**TASK**
Return each line of the records that contains the string "pole". Case counts.

**DATA PROVIDED**
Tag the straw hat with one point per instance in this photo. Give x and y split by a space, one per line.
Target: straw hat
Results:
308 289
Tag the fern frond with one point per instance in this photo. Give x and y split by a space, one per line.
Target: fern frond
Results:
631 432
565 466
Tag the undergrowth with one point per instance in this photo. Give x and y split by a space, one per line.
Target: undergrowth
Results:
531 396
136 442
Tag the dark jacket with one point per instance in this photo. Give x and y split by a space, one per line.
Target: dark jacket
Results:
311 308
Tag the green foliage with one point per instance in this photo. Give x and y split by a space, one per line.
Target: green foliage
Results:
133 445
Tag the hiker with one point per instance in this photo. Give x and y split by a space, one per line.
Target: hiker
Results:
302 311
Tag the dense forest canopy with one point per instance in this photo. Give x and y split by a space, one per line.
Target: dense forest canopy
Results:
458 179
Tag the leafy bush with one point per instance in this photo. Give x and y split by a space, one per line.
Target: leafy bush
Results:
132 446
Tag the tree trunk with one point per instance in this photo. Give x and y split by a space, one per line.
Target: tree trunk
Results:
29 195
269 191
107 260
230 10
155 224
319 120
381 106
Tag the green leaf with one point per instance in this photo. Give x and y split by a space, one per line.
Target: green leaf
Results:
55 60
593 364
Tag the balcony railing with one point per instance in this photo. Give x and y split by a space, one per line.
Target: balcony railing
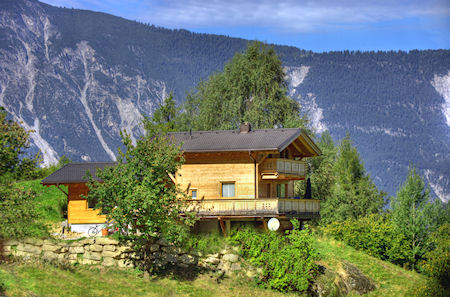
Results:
268 207
273 168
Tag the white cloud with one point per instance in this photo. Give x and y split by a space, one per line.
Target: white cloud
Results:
286 15
297 16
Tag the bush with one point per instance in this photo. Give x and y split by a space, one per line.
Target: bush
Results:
288 262
206 243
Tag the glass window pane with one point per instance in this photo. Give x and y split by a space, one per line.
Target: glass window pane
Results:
228 190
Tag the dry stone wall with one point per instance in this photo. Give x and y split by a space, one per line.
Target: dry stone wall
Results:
109 252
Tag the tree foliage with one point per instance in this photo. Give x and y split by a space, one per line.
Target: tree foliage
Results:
14 140
321 170
165 116
414 215
353 193
18 215
251 88
138 194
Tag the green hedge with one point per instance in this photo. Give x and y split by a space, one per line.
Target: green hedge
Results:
373 234
288 262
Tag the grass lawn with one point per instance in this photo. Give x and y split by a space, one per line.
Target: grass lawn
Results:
390 279
20 279
50 201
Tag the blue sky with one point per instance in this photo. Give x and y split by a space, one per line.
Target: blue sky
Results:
317 25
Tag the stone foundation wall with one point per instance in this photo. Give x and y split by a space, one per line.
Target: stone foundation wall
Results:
108 252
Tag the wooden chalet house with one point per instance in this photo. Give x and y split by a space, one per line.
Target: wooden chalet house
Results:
230 175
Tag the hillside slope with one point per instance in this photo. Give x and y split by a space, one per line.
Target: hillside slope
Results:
78 77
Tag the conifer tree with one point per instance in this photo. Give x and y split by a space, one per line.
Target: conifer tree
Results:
353 194
251 88
414 215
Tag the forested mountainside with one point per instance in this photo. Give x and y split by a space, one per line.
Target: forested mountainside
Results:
78 77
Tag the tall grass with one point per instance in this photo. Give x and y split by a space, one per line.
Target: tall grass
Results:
51 203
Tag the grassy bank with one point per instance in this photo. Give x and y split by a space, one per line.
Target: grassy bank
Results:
47 280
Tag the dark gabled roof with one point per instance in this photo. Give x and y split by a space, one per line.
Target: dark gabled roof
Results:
73 173
233 140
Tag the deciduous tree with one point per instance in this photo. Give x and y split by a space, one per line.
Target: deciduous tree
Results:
138 194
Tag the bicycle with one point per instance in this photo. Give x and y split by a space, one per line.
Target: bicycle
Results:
95 230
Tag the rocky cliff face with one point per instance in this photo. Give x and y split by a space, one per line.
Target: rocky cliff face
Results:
77 78
74 100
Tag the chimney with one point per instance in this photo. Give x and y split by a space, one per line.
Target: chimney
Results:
245 128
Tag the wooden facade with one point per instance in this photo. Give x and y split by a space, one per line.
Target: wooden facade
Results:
263 184
228 175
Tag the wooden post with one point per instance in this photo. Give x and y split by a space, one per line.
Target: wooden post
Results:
222 226
265 225
228 227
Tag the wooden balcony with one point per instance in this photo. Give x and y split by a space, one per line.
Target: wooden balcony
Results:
268 207
277 168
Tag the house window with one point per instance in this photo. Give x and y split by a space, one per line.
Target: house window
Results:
228 189
91 203
281 190
194 193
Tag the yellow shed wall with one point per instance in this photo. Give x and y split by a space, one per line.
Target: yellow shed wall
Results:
77 208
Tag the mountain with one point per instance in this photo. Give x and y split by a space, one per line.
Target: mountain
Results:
78 77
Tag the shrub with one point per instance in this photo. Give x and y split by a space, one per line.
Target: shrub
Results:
288 262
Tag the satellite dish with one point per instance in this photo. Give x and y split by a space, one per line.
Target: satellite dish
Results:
273 224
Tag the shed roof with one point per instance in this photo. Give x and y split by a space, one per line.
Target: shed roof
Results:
234 140
73 173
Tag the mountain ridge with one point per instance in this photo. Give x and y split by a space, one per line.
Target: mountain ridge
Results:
78 77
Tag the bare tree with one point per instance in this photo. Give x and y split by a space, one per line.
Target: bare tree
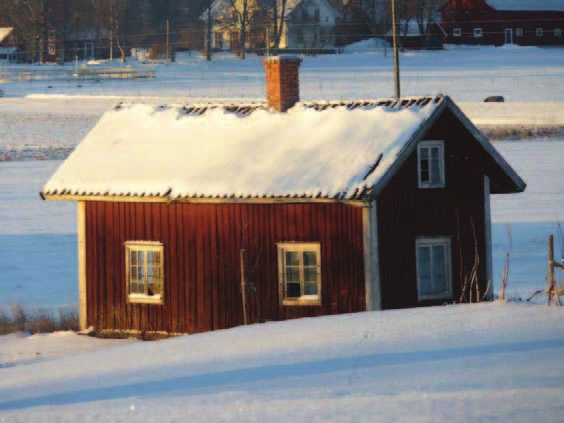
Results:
424 12
279 15
30 17
238 16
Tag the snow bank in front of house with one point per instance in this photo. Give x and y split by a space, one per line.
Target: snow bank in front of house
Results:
465 363
141 149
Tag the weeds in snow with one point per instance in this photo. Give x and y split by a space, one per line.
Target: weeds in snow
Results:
40 321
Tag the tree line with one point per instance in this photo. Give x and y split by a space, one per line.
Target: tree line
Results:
118 25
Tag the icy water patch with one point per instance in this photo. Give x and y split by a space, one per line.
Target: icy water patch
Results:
39 270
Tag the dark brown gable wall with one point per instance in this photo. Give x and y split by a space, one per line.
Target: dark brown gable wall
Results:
202 273
406 212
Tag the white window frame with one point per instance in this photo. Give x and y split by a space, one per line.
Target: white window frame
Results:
303 300
144 246
423 242
428 145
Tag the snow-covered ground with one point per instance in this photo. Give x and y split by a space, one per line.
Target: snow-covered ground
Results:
38 238
495 362
468 74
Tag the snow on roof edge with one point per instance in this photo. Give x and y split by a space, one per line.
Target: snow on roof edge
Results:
411 112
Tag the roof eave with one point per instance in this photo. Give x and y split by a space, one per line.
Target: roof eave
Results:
519 184
202 200
408 148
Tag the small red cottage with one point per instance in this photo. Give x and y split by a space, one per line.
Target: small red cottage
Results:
340 207
498 22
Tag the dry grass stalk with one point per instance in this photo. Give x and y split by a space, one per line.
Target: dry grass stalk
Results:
41 321
505 279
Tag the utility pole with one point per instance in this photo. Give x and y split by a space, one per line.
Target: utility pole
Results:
208 35
112 7
167 39
267 41
396 55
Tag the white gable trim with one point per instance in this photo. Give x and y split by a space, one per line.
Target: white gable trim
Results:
371 258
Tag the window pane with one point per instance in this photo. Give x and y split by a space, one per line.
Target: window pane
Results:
137 288
134 275
424 173
310 258
154 289
439 271
156 273
310 289
310 274
435 172
293 290
292 258
424 269
292 274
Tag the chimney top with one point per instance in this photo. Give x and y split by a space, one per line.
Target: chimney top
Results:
282 81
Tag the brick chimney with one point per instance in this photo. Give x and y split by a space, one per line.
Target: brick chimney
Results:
282 81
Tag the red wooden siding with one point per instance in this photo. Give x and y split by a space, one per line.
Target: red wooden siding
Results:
406 212
201 259
472 14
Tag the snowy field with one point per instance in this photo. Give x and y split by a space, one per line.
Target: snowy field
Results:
468 74
38 238
496 362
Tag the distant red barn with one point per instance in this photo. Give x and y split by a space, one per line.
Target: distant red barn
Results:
339 207
499 22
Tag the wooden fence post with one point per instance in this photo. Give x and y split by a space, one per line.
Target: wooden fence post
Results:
552 289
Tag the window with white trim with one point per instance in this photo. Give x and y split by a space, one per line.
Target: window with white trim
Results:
434 279
299 268
431 164
144 271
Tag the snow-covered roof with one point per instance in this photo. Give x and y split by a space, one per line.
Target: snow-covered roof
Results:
315 150
4 32
549 5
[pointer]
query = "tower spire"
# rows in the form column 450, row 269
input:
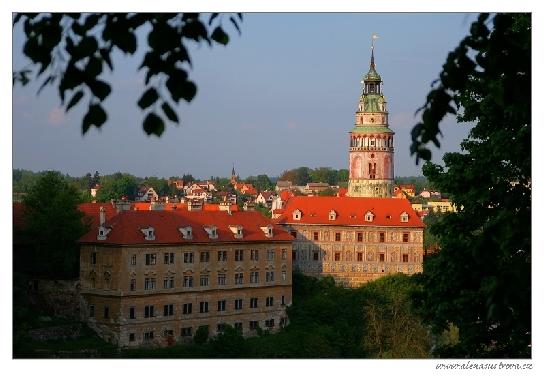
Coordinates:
column 373, row 37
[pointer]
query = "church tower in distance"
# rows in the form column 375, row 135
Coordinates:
column 371, row 162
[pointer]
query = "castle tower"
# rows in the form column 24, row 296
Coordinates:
column 371, row 162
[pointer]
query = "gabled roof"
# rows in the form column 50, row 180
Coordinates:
column 350, row 211
column 126, row 227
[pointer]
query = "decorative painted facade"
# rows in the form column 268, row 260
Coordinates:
column 353, row 239
column 155, row 277
column 371, row 155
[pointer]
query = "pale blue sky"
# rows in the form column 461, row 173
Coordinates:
column 281, row 95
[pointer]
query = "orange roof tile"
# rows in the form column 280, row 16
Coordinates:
column 126, row 227
column 350, row 211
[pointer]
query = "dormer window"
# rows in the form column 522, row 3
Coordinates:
column 267, row 230
column 103, row 232
column 187, row 232
column 212, row 231
column 237, row 231
column 149, row 233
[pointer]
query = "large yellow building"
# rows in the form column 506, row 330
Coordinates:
column 353, row 239
column 155, row 277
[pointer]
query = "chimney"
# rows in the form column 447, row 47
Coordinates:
column 102, row 216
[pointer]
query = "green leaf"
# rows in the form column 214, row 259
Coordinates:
column 169, row 112
column 219, row 35
column 149, row 97
column 153, row 124
column 96, row 116
column 74, row 100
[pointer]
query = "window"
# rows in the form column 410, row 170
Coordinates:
column 188, row 281
column 151, row 258
column 254, row 277
column 187, row 308
column 205, row 257
column 168, row 310
column 148, row 335
column 222, row 255
column 188, row 257
column 149, row 283
column 168, row 282
column 149, row 311
column 169, row 258
column 253, row 302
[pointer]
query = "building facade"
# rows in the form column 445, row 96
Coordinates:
column 155, row 277
column 355, row 240
column 371, row 155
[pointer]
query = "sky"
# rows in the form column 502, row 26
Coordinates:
column 279, row 96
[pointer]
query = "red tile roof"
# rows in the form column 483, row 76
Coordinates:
column 350, row 211
column 126, row 227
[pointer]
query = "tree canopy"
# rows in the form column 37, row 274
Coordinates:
column 53, row 224
column 479, row 280
column 73, row 50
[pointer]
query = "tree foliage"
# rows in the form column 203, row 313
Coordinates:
column 480, row 279
column 73, row 51
column 53, row 224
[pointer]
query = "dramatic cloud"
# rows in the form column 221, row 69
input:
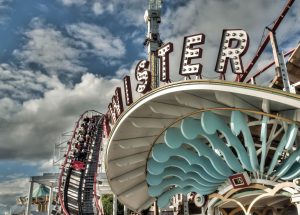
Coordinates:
column 4, row 7
column 11, row 189
column 97, row 40
column 38, row 122
column 73, row 2
column 49, row 48
column 211, row 17
column 22, row 84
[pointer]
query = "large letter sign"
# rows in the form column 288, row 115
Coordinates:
column 189, row 52
column 163, row 54
column 143, row 74
column 127, row 89
column 234, row 44
column 116, row 106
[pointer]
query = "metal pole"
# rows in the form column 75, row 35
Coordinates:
column 280, row 64
column 115, row 205
column 50, row 199
column 28, row 208
column 185, row 205
column 125, row 210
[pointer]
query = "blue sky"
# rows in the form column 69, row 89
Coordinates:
column 59, row 58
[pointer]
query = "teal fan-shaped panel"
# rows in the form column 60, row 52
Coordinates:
column 201, row 154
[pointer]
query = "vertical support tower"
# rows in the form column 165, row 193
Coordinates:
column 153, row 41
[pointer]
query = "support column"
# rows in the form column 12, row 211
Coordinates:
column 125, row 210
column 296, row 200
column 156, row 210
column 115, row 205
column 28, row 208
column 185, row 205
column 50, row 200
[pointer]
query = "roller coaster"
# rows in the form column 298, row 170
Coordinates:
column 77, row 180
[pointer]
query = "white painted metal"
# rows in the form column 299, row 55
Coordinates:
column 126, row 156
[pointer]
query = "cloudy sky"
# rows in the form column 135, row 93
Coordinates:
column 61, row 57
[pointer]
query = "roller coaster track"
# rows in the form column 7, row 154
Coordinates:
column 77, row 180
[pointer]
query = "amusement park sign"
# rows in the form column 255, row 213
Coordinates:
column 233, row 46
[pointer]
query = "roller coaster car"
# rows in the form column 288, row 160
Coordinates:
column 77, row 165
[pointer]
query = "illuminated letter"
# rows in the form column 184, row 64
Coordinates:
column 128, row 92
column 106, row 126
column 234, row 45
column 116, row 106
column 163, row 54
column 143, row 74
column 189, row 52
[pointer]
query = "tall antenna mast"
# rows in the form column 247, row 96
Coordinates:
column 153, row 42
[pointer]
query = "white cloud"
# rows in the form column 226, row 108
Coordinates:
column 101, row 42
column 73, row 2
column 63, row 54
column 16, row 186
column 38, row 122
column 21, row 84
column 49, row 48
column 211, row 17
column 97, row 8
column 4, row 7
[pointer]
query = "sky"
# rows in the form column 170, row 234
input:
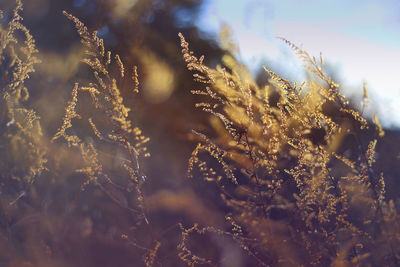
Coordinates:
column 359, row 39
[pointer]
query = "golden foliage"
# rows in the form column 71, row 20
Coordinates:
column 22, row 150
column 282, row 158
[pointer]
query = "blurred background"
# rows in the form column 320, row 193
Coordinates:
column 55, row 224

**FULL ANSWER**
Tag the utility pole with one point per instance in this photo. Give x and y split by a space, one per line.
Target: utility pole
query = "metal pole"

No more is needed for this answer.